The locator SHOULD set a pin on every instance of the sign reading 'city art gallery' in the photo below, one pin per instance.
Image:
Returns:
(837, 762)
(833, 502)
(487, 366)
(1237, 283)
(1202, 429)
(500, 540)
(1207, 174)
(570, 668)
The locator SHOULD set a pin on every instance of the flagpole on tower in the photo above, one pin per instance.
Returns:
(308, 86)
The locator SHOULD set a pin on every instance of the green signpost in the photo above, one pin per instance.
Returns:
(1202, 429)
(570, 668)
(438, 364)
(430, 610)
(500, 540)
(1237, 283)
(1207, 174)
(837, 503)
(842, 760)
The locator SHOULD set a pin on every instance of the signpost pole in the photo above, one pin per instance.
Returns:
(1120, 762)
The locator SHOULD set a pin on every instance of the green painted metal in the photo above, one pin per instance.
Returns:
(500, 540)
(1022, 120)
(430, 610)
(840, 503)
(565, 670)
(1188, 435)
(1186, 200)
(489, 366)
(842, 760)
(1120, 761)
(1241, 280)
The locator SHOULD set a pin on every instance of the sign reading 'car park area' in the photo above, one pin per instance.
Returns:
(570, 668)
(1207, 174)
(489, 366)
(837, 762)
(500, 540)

= = = = =

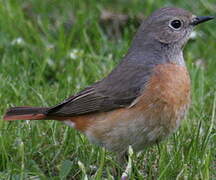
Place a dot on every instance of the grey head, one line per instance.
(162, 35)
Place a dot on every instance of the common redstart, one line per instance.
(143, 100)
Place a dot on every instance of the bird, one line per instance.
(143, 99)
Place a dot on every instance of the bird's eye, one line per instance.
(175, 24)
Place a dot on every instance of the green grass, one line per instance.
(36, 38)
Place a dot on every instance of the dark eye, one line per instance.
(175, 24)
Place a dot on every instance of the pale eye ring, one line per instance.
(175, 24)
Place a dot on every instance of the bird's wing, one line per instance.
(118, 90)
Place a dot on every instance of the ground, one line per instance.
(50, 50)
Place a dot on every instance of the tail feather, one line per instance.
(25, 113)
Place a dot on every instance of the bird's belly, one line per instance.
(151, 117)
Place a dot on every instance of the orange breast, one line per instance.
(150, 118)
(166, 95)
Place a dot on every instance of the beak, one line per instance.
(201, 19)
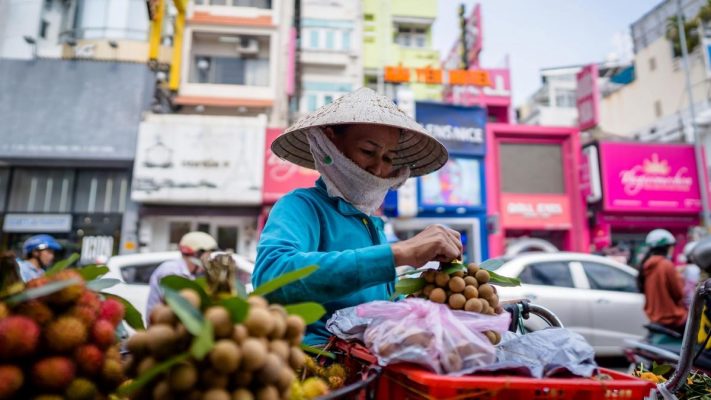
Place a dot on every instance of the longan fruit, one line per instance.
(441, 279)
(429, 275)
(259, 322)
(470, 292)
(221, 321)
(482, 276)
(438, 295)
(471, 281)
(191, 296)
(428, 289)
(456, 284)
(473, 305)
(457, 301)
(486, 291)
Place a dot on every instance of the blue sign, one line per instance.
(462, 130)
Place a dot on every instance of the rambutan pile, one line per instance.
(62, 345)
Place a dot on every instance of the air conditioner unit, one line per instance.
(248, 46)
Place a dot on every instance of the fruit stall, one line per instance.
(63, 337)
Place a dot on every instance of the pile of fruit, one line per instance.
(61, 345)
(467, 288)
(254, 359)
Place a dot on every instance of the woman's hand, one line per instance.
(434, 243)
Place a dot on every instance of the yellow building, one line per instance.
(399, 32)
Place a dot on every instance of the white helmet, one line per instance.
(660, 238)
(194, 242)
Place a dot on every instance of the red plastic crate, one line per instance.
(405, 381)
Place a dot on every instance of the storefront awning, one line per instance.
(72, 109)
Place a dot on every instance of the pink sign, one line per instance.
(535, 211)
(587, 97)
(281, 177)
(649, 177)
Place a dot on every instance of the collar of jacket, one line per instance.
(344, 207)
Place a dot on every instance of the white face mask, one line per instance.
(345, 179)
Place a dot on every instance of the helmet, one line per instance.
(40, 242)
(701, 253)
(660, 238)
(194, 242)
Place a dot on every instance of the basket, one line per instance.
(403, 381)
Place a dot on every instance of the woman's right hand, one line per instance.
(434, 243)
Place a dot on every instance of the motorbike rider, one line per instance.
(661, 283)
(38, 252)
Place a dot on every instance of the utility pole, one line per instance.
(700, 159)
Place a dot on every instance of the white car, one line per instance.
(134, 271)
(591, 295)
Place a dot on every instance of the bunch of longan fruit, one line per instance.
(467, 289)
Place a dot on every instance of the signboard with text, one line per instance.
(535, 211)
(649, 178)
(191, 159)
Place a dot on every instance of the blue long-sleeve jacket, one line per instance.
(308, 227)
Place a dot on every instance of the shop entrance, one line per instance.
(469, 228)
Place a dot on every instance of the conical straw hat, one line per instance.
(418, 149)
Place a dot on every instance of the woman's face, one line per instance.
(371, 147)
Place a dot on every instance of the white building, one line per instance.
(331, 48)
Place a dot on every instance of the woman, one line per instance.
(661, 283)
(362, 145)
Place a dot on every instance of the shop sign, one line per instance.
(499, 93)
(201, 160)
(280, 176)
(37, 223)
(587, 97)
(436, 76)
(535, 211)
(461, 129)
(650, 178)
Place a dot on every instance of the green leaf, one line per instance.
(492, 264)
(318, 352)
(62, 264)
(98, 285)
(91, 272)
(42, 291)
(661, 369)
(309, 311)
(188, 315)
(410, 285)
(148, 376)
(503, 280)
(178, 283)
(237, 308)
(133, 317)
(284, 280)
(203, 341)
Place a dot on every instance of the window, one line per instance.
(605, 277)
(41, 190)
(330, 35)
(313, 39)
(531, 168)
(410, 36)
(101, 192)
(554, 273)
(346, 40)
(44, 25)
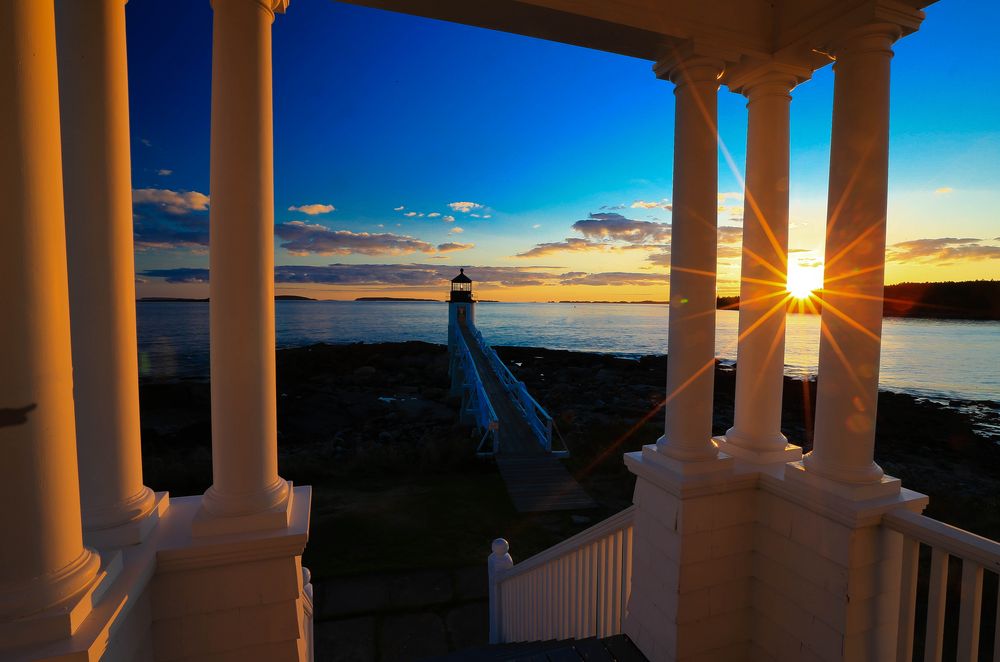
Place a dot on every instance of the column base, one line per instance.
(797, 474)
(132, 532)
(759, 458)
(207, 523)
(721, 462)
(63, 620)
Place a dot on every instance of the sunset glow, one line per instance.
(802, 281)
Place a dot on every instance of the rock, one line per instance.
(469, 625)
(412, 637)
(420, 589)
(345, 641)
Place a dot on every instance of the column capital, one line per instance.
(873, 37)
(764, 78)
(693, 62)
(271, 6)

= = = = =

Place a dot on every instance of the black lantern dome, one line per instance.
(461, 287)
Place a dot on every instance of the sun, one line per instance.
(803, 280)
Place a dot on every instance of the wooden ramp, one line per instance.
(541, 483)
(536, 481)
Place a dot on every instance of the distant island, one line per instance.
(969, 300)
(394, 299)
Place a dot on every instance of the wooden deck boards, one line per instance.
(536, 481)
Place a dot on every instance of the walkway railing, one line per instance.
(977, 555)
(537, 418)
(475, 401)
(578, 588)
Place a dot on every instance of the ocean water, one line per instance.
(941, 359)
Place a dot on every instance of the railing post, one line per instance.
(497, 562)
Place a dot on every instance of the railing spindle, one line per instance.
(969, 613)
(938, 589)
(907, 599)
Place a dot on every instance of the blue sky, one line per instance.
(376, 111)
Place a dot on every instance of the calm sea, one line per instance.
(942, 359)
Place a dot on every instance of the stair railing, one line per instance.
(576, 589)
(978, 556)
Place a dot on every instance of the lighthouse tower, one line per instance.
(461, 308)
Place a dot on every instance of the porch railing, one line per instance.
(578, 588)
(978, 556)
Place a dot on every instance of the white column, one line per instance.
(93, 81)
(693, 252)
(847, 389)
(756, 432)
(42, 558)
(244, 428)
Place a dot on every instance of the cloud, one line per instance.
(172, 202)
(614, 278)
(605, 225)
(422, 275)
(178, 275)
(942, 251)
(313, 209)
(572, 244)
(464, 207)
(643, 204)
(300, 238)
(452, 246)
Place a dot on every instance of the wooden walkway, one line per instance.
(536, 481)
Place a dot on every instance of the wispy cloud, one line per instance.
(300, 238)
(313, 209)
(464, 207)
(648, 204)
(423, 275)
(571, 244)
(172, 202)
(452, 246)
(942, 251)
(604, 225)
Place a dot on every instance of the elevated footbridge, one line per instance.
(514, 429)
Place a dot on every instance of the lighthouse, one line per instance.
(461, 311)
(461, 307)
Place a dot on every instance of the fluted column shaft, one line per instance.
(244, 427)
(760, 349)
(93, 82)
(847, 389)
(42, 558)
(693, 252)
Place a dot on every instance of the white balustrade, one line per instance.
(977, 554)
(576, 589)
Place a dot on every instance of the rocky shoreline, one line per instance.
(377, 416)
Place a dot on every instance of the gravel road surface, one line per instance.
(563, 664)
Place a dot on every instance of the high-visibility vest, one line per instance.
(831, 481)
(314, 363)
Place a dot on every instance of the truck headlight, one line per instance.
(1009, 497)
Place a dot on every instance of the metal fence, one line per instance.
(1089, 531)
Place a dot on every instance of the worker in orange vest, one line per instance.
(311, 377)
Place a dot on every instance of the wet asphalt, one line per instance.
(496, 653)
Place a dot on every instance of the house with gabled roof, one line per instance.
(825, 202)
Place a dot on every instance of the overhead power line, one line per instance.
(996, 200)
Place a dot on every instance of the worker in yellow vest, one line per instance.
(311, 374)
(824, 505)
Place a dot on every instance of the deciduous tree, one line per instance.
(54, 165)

= = = = =

EXERCISE DESCRIPTION
The lines you return should be those above that contain the word "reading", every one of them.

RESULT OF THIS TASK
The locator SHOULD set a pin on every instance of the sign reading 'city art gallery' in the photo below, one pin per instance.
The locator SHOULD set a pin on every instance of the sign reading 'car park area' in the photo above, one pin per instance.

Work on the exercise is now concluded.